INSTRUCTIONS FOR THE TASK —
Copy out the event notice on immigration as social and cultural capital word for word, from start to end.

Event

Immigration: social and cultural capital

Since mid-2008, the CCCB has been conducting a study into the social and cultural capital represented by immigration and its scant recognition by the host society. The theme is even more salient at a time when, all over Europe, the uncertainty and anxiety generated by the world economic crisis are fuelling new discriminatory policies and xenophobic attitudes towards a population that is almost always considered mere unskilled labour.

For its part, the Woodrow Wilson International Center for Scholars in Washington DC has for some time been conducting studies along the same lines in various cities and regions, particularly in North America and central and eastern European countries.

In the context of this background, the two entities co-organise a debate about the potential value of immigration as an essential factor in articulating new forms of social cohesion and sustainability in an increasingly complex and diverse milieu. The analysis and discussion of these questions in Barcelona and Catalonia will take place in the framework of similar situations, experiences and problems as they are experienced on the international scale.


16 April

5 p.m. Presentation: Immigrants or new citizens? Integration and/or exclusion?

Josep Ramoneda
, Director of the CCCB and Pep Subirós, writer and philosopher


Cultural capital: potential and limits


Lamin Cham
, specialist in immigration; Eunice Romero, politologist; Mostafà S'haimi, community activity leader

Moderator: Pep Subirós


7 p.m.
The Hispano/Latin experience in North America

José Walter Tejada, member of Arlington County Board (USA)
Gaspar Rivera-Salgado, project director at the Institute for Research in Labor and Employment, UCLA
Kate Brick, master candidate master's candidate at Columbia University's School of International and Public Affairs.
Moderator: Andrew Selee, Director of the Woodrow Wilson Center's Mexico Institute (WWICS)

MATERIAL —
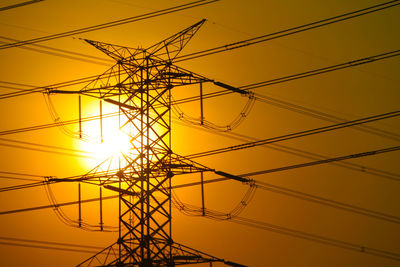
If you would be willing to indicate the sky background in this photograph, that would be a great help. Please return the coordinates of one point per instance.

RESPONSE TO THE TASK —
Event

Immigration: social and cultural capital

Since mid-2008, the CCCB has been conducting a study into the social and cultural capital represented by immigration and its scant recognition by the host society. The theme is even more salient at a time when, all over Europe, the uncertainty and anxiety generated by the world economic crisis are fuelling new discriminatory policies and xenophobic attitudes towards a population that is almost always considered mere unskilled labour.

For its part, the Woodrow Wilson International Center for Scholars in Washington DC has for some time been conducting studies along the same lines in various cities and regions, particularly in North America and central and eastern European countries.

In the context of this background, the two entities co-organise a debate about the potential value of immigration as an essential factor in articulating new forms of social cohesion and sustainability in an increasingly complex and diverse milieu. The analysis and discussion of these questions in Barcelona and Catalonia will take place in the framework of similar situations, experiences and problems as they are experienced on the international scale.


16 April

5 p.m. Presentation: Immigrants or new citizens? Integration and/or exclusion?

Josep Ramoneda
, Director of the CCCB and Pep Subirós, writer and philosopher


Cultural capital: potential and limits


Lamin Cham
, specialist in immigration; Eunice Romero, politologist; Mostafà S'haimi, community activity leader

Moderator: Pep Subirós


7 p.m.
The Hispano/Latin experience in North America

José Walter Tejada, member of Arlington County Board (USA)
Gaspar Rivera-Salgado, project director at the Institute for Research in Labor and Employment, UCLA
Kate Brick, master candidate master's candidate at Columbia University's School of International and Public Affairs.
Moderator: Andrew Selee, Director of the Woodrow Wilson Center's Mexico Institute (WWICS)